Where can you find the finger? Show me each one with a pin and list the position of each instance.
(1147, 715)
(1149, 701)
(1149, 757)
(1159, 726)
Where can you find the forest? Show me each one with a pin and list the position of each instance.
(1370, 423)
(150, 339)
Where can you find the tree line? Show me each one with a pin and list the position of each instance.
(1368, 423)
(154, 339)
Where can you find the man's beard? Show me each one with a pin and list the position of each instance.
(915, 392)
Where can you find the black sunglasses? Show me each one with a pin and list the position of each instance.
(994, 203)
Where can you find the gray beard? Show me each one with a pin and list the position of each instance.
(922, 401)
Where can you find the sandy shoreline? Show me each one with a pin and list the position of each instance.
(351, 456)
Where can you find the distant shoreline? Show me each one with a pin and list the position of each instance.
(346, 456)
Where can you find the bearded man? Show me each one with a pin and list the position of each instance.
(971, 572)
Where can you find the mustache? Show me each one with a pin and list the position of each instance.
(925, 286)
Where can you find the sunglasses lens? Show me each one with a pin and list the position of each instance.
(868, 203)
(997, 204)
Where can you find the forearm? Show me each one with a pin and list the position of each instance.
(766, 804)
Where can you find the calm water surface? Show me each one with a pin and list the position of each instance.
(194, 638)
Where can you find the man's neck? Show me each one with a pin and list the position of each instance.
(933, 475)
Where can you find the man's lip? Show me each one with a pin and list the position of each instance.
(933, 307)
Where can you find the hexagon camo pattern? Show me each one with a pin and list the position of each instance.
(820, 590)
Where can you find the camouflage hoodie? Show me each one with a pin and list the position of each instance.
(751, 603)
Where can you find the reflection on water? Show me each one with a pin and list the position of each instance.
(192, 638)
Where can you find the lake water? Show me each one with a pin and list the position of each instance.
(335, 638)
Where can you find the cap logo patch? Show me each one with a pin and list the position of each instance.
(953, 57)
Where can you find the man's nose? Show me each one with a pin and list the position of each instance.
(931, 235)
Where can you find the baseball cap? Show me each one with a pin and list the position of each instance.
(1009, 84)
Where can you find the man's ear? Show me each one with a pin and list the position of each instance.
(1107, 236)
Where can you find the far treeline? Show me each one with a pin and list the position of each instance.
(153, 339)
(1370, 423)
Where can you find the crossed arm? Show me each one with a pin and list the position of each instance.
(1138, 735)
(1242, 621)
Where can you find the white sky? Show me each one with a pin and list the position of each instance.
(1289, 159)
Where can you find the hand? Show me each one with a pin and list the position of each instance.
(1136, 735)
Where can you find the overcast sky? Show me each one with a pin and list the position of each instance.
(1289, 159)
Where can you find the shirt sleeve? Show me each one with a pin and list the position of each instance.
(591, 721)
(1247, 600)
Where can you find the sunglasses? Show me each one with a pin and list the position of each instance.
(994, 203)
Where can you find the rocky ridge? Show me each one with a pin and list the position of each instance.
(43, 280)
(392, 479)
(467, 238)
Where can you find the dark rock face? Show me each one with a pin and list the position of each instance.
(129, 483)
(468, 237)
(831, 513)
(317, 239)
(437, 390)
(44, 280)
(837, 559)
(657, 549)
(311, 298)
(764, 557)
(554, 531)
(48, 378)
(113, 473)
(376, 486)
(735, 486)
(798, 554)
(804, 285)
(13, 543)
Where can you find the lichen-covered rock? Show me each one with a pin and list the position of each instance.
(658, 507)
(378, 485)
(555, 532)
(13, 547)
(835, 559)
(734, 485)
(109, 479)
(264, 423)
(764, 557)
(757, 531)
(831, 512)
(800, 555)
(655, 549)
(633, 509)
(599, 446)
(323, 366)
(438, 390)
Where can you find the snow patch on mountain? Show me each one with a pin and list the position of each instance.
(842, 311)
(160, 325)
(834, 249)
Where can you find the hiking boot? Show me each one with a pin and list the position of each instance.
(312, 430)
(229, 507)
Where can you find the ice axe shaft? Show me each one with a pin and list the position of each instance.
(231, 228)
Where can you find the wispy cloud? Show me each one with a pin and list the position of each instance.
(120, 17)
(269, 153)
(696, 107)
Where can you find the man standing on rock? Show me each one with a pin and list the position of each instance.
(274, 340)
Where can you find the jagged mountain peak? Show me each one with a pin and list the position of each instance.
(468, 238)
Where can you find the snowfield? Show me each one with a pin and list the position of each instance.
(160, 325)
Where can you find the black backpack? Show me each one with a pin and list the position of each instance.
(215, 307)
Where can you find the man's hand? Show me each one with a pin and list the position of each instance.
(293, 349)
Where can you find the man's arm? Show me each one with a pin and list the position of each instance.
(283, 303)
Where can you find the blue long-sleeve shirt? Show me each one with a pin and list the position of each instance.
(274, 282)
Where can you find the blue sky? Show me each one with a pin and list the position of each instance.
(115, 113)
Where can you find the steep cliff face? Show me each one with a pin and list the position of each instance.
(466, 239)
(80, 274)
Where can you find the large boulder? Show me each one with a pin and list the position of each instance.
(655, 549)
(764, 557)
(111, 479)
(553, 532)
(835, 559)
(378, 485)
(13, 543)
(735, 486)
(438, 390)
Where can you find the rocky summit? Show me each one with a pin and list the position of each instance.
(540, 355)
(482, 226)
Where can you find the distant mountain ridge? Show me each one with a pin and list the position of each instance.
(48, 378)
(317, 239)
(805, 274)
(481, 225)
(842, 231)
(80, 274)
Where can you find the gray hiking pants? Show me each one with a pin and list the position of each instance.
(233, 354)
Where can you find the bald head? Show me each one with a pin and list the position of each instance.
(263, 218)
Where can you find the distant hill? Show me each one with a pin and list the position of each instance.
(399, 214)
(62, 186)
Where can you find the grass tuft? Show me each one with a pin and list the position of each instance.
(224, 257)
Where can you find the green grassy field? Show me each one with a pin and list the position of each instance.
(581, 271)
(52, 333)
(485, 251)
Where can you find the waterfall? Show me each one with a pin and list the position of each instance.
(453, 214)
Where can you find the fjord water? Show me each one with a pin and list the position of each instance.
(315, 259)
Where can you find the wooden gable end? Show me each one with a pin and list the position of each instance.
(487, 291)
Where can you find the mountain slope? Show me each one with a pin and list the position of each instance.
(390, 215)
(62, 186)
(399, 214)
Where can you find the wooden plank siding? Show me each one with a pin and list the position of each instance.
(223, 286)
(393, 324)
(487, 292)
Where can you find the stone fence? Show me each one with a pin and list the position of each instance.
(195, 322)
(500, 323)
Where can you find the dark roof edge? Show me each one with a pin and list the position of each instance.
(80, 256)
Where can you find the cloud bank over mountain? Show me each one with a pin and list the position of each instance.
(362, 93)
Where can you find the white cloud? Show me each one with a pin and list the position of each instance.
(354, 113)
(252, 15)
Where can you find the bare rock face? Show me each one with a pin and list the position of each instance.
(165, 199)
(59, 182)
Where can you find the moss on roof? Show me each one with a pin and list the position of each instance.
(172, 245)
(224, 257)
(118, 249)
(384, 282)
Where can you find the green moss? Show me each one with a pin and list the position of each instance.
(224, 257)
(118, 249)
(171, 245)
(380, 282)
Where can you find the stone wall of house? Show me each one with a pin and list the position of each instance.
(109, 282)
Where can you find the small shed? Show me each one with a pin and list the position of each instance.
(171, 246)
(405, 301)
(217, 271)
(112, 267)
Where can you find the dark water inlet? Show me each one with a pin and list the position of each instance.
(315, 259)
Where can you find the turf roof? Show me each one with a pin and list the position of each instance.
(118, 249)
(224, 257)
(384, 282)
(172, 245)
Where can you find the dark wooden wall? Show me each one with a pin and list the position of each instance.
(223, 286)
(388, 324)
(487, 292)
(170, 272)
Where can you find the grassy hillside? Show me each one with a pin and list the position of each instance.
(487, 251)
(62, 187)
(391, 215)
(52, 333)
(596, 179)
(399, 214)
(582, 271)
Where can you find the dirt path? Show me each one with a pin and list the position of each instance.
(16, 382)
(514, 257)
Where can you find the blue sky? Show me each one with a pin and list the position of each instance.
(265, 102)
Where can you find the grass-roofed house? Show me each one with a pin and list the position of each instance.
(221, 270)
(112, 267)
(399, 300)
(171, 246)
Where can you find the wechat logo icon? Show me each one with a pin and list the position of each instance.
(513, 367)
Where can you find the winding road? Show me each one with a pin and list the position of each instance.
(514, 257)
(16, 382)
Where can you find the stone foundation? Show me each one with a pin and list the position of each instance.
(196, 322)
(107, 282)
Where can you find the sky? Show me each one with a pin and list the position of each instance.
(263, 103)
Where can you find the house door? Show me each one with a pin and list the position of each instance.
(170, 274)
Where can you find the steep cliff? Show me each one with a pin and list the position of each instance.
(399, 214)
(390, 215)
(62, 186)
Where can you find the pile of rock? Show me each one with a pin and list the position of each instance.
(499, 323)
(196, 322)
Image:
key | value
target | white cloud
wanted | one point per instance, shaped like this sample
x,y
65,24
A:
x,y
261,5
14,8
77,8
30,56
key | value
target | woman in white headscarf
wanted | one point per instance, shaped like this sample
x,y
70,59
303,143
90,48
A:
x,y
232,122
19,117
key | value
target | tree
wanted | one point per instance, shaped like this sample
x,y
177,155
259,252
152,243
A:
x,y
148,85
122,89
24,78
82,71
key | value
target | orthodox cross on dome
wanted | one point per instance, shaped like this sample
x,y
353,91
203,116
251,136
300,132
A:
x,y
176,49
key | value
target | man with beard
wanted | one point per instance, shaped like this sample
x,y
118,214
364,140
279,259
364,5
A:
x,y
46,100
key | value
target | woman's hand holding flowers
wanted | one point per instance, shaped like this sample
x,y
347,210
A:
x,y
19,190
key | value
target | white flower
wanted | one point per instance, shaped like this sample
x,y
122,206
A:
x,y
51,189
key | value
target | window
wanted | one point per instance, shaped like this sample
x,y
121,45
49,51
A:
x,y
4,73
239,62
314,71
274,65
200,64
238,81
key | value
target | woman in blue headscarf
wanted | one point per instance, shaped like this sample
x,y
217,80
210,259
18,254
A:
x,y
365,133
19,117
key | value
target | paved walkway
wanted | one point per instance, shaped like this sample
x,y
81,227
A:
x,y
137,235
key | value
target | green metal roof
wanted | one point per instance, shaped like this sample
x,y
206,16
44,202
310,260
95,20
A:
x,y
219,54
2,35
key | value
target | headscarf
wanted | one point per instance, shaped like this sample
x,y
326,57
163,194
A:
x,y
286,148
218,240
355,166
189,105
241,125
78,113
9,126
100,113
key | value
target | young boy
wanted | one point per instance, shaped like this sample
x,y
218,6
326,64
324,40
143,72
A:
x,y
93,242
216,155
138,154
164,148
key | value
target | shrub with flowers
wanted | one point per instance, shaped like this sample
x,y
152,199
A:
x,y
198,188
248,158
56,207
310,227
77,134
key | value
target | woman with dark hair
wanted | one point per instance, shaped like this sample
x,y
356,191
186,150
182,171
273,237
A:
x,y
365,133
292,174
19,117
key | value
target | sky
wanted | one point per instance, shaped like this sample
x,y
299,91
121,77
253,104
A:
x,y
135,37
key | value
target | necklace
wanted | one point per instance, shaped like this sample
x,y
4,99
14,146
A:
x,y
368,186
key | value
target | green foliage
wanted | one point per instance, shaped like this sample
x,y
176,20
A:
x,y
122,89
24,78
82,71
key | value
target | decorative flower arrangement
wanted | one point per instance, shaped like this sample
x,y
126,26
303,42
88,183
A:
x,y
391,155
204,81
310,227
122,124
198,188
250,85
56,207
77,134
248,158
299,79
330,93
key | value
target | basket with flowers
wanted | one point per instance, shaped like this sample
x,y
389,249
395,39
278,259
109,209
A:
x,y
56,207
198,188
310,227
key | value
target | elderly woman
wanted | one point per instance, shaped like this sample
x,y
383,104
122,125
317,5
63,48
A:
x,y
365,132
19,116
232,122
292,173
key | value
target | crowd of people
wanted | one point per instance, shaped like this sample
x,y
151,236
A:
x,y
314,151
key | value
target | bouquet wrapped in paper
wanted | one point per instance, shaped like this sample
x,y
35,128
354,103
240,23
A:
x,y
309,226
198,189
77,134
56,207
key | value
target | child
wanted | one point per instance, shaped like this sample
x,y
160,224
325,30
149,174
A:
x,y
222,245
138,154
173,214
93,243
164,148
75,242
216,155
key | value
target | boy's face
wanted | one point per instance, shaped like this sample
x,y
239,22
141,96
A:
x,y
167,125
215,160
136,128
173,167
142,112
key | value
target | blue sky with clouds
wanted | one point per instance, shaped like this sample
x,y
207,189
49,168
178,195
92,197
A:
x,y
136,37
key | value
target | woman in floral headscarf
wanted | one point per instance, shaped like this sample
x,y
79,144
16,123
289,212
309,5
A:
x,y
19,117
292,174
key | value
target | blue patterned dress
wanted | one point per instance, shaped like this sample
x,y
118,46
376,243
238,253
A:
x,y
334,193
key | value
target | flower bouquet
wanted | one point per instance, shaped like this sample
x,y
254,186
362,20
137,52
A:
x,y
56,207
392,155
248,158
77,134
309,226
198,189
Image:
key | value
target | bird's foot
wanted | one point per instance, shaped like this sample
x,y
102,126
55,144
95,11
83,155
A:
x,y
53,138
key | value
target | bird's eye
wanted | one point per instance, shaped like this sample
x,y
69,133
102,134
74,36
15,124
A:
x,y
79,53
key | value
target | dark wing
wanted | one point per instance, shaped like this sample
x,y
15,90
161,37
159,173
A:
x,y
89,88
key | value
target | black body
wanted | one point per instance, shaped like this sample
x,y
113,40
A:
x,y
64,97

##############################

What is the number of lines in the data holding the word "headscarf"? Reply with that number only.

• [Solved exercise]
4